TRY IT: If a line of the data below holds the string "yellow", copy it.

[Data records]
==========
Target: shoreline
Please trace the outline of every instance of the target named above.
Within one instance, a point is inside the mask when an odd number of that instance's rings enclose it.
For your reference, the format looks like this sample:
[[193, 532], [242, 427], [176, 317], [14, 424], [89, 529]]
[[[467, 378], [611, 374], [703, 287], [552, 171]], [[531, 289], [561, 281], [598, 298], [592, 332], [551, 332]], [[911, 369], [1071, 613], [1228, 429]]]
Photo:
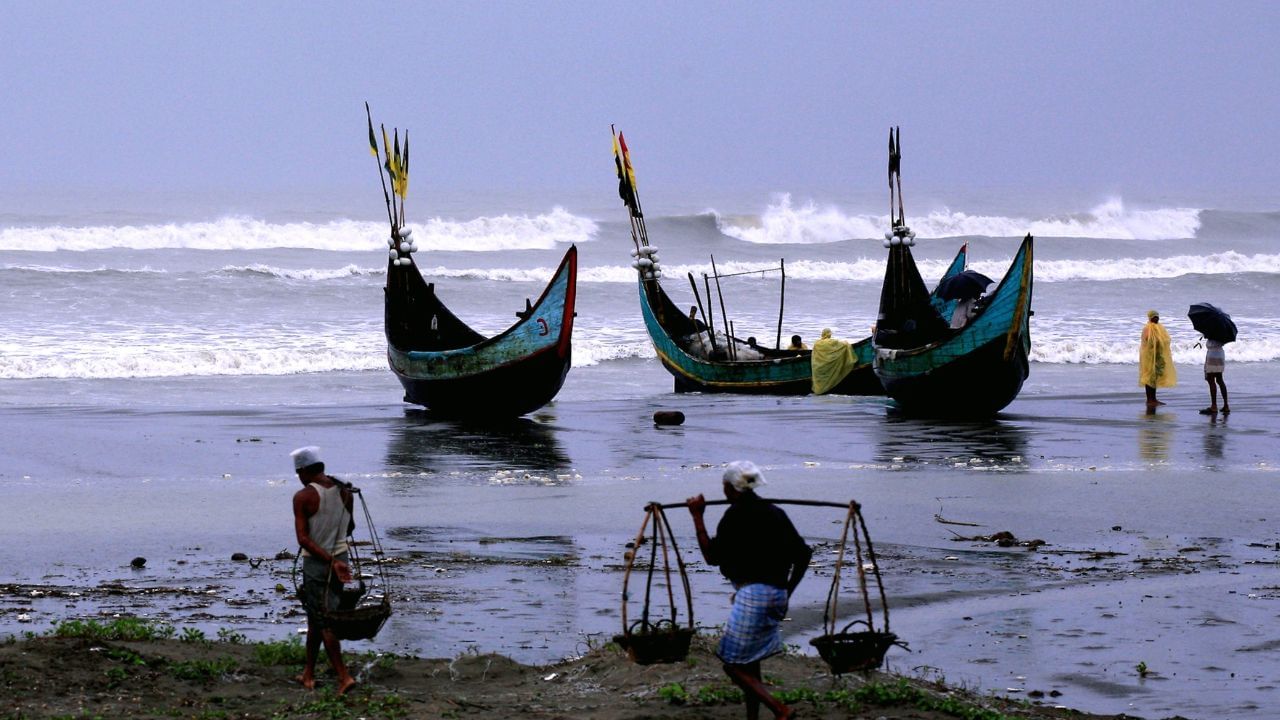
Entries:
[[[112, 633], [112, 629], [125, 629]], [[739, 718], [741, 694], [720, 672], [713, 640], [694, 639], [680, 662], [636, 665], [616, 645], [576, 658], [524, 665], [498, 654], [453, 658], [345, 654], [358, 684], [333, 694], [322, 670], [301, 688], [301, 646], [251, 643], [235, 633], [214, 640], [175, 637], [129, 619], [67, 624], [57, 636], [0, 642], [5, 717], [144, 718]], [[162, 628], [161, 628], [162, 629]], [[1010, 700], [934, 679], [883, 672], [832, 676], [809, 656], [763, 663], [771, 690], [806, 718], [883, 720], [1105, 720], [1059, 704], [1052, 694]]]

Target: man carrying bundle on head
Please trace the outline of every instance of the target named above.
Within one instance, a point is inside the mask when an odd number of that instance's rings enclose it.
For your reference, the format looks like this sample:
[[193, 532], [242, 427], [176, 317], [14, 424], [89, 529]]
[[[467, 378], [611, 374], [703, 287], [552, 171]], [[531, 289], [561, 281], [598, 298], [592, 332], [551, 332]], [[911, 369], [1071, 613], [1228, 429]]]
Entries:
[[729, 509], [714, 538], [708, 536], [703, 520], [706, 498], [697, 495], [687, 501], [702, 557], [718, 565], [734, 588], [733, 609], [716, 654], [725, 674], [742, 689], [748, 720], [760, 717], [761, 703], [775, 718], [790, 718], [791, 708], [765, 688], [760, 661], [782, 652], [779, 623], [813, 551], [787, 514], [756, 494], [764, 476], [754, 464], [729, 463], [723, 483]]
[[351, 581], [347, 537], [356, 527], [351, 514], [351, 490], [325, 474], [320, 448], [312, 445], [290, 454], [303, 484], [293, 496], [293, 528], [298, 545], [302, 546], [298, 599], [307, 612], [307, 659], [298, 682], [308, 690], [315, 688], [316, 657], [323, 642], [337, 675], [335, 694], [344, 695], [356, 681], [342, 662], [342, 645], [325, 620], [325, 611], [338, 608], [342, 583]]

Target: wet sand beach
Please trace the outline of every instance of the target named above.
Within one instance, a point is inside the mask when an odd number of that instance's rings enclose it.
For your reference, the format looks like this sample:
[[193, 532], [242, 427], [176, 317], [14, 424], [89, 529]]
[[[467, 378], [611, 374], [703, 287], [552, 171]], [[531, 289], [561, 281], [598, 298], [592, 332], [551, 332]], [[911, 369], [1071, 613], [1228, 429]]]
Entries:
[[[1241, 393], [1224, 422], [1196, 414], [1191, 392], [1147, 415], [1136, 392], [1042, 383], [999, 419], [949, 424], [834, 397], [571, 396], [500, 428], [390, 402], [8, 406], [7, 512], [22, 532], [0, 548], [0, 632], [121, 614], [296, 634], [292, 562], [276, 557], [295, 549], [287, 453], [315, 443], [363, 488], [395, 559], [395, 615], [354, 649], [553, 663], [620, 631], [645, 503], [714, 497], [721, 464], [751, 458], [766, 496], [863, 504], [912, 650], [891, 650], [888, 670], [1098, 713], [1266, 717], [1275, 398]], [[662, 408], [685, 424], [655, 427]], [[818, 544], [784, 626], [808, 651], [843, 516], [790, 513]], [[727, 583], [697, 557], [688, 516], [669, 516], [697, 624], [714, 633]], [[972, 539], [1002, 531], [1043, 544]], [[857, 606], [852, 586], [845, 597]]]

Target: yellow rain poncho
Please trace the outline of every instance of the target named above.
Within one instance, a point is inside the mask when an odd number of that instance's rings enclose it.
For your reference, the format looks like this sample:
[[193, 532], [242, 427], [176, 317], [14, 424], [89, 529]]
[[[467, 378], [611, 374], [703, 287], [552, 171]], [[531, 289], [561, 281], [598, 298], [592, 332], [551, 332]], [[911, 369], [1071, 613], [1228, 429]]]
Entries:
[[822, 331], [822, 338], [813, 344], [813, 394], [831, 392], [853, 370], [857, 360], [853, 348], [843, 340], [831, 337], [831, 329]]
[[1169, 333], [1159, 322], [1160, 316], [1147, 313], [1152, 320], [1142, 328], [1142, 345], [1138, 350], [1138, 384], [1167, 388], [1178, 383], [1178, 370], [1173, 366]]

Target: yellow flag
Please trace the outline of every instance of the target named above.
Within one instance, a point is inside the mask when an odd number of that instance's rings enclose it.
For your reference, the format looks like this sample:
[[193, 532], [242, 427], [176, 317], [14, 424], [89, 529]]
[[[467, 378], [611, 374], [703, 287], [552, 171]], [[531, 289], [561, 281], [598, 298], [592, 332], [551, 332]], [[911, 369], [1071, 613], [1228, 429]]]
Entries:
[[395, 160], [395, 156], [391, 154], [391, 138], [387, 137], [386, 125], [382, 126], [382, 149], [386, 151], [387, 155], [387, 161], [383, 164], [383, 167], [387, 169], [387, 175], [391, 176], [391, 192], [399, 195], [400, 193], [396, 192], [396, 183], [400, 167]]

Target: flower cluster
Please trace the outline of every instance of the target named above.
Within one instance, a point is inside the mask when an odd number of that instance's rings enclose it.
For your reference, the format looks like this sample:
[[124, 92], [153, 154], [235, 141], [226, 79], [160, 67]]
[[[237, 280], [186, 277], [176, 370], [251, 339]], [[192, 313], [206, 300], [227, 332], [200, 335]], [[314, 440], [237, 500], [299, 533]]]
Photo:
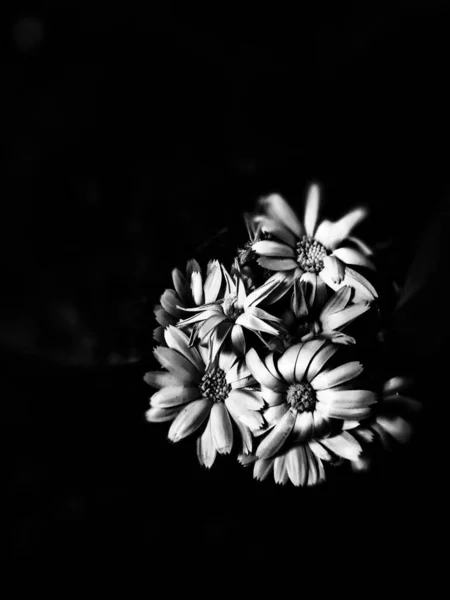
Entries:
[[319, 223], [319, 209], [317, 185], [303, 221], [280, 195], [260, 199], [230, 268], [190, 260], [155, 307], [146, 416], [170, 422], [172, 442], [194, 436], [207, 468], [234, 452], [258, 480], [312, 486], [411, 435], [411, 381], [383, 380], [365, 352], [381, 339], [375, 257], [353, 235], [367, 211]]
==========
WRITTEN REPLY:
Target: yellow rain poncho
Target: yellow flag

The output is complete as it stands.